Extract:
● ● ●
Al Quds.  Jerusalem.  Yerushalayim.  It is all of these, and it is bleeding.

President Trump performing at the western wall, Jerusalem

This week the US regime announced it would move its Israel embassy from Tel Aviv to Jerusalem.  In so doing it becomes the first country in the world to buy the Zionist claim that Jerusalem is the ‘real’ capital of Israel, and to break the long-held international and UN consensus that Jerusalem cannot be the capital of Israel because it is illegally occupied.

No matter.  In return for enough cash and votes in the US, the people who run that imperial country simply gave away Jerusalem to the Israeli regime.

Of course it was never theirs to give.  Neither was Palestine when the former imperial power, Britain, gave it away 100 years ago to the Zionist movement.

In a 1917 letter to Lord Rothschild, a British Zionist leader, Foreign Secretary Arthur Balfour declared: “His Majesty’s government view with favour the establishment in Palestine of a national home for the Jewish people.”  And so it was done, at the stroke of an imperial pen.

This week’s equivalent assault by the US can only produce more of the same ‘benefits’ the British favour has been dispensing since 1917.  More lies, more ignorance, more hypocrisy, more hatred, more repression, more suffering, more violence, more death.

From western regimes, historically biased and/or fearful of the Israel lobby, the best we can expect are a few meek murmurings of ‘cause for concern,’ but no meaningful opposition.  As usual that will have to come from the rest of us.

As I see it, the most effective way to stand with the besieged Palestinians is through the international grassroots campaign to boycott, divest from and sanction the illegal occupier, Israel.  In short, BDS.

Here I offer impressions gleaned from my own travels in Palestine-Israel.  These generated a book, Our Way to Fight, about courageous Palestinians and Israelis fighting for a just peace in the battered land that many call holy.  From those same travels also emerged Deus Vult/God wills it, a short, pungent history of Jerusalem before, during and since the Crusades.
● ● ●
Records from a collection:
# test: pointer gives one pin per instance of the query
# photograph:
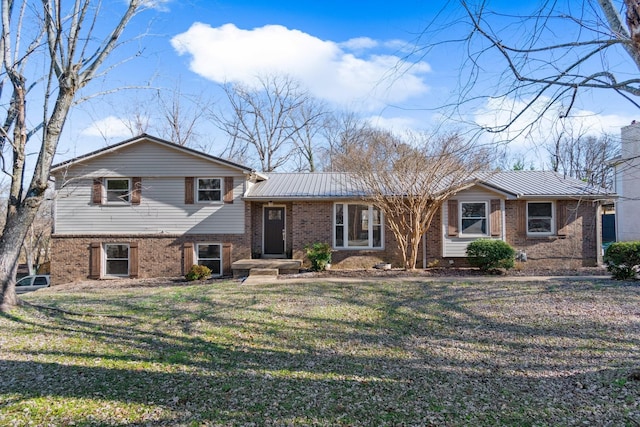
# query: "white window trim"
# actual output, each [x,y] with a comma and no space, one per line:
[105,192]
[553,219]
[345,228]
[197,259]
[105,259]
[486,218]
[197,187]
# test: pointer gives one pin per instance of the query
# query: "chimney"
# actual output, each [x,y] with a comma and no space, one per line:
● ● ●
Work required: Shorten the paragraph of the Jerusalem text beginning "This week the US regime announced" and keep its main facts.

Full response: This week the US regime said it would move its Israel embassy from Tel Aviv to Jerusalem. That makes it the first country to accept the Zionist claim that Jerusalem is Israel's "real" capital. It also breaks the long-held international and UN consensus that Jerusalem, being illegally occupied, cannot be Israel's capital.